---------- Excerpted text
Major central bankers dispute role in tackling climate change as they battle inflation

Federal Reserve Board Chairman Jerome Powell holds a news conference following the announcement that the Federal Reserve raised interest rates by half a percentage point, at the Federal Reserve Building in Washington, U.S., December 14, 2022. 

Evelyn Hockstein | Reuters

LONDON — Divisions are forming among the world’s most influential central banks over their role in tackling climate change, as policymakers focus on reining in inflation.

U.S. Federal Reserve Chairman Jerome Powell told a conference hosted by Sweden’s central bank on Tuesday that the Fed would not become a “climate policymaker” or get involved in matters beyond its congressionally established mandate.

Some Democratic lawmakers had expressed a desire for the Fed to play an active role in shoring up the U.S. financial system to weather climate-related risks.
--------------------
---------- Data supplied
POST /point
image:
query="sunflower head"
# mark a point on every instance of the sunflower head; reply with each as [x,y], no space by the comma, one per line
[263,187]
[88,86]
--------------------
**Complete the following:**
(1) Translate this sentence from the article on central banks and climate change into Spanish: "Some Democratic lawmakers had expressed a desire for the Fed to play an active role in shoring up the U.S. financial system to weather climate-related risks."
(2) Please carry the article on central banks and climate change forward, starting right after its last paragraph.

**Outputs in order:**
(1) Algunos legisladores demócratas habían expresado su deseo de que la Fed desempeñara un papel activo en el fortalecimiento del sistema financiero de EE. UU. para resistir los riesgos relacionados con el clima.

(2)
By contrast, European Central Bank board member Isabel Schnabel said the Frankfurt-based institution needed to adjust its policy approach to become more climate friendly, even as it continues to shrink its balance sheet and hike interest rates, to combat sky-high inflation in the euro zone.

The ECB would need to “move from a flow-based to a stock-based tilting approach for our corporate bond portfolio,” Schnabel told the same Sweden event. “This means that, absent any reinvestments, actively reshuffling the portfolio towards greener issuers would need to be considered.”

The surge in inflation and rising interest rates have derailed the plan to redirect ECB corporate bond holdings towards greener assets in support of the energy transition. The central bank has been forced to stop its bond purchases, as it looks to shrink its balance sheet.

Schnabel’s comments were contested by fellow policymaker and National Bank of Belgium Governor Pierre Wunsch.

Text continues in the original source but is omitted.